◆ TASK STATEMENT ◆
Each record below should be returned word for word, with no pictures included.

*** Begin section ***

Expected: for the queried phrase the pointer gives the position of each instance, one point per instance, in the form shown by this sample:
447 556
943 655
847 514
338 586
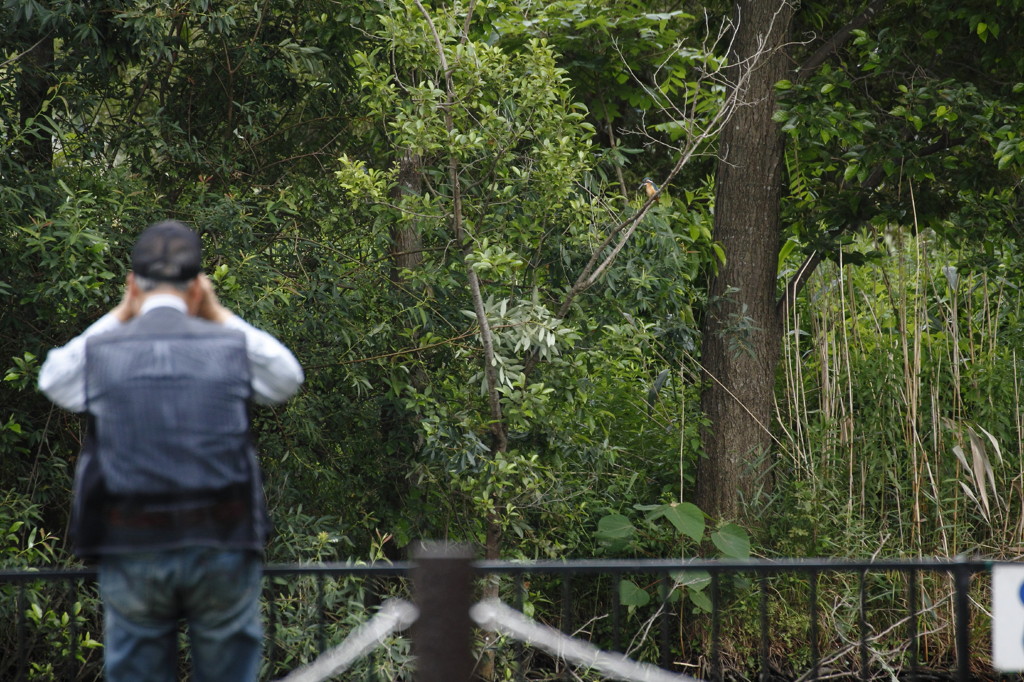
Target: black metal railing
308 604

*** End section ***

◆ SOLVED EXERCISE ◆
Expected: for the queried phrase the pointer gives the position of each instance, one point per instance, in the form shown by this sample:
447 556
943 655
847 514
338 586
Target: black metal railing
308 604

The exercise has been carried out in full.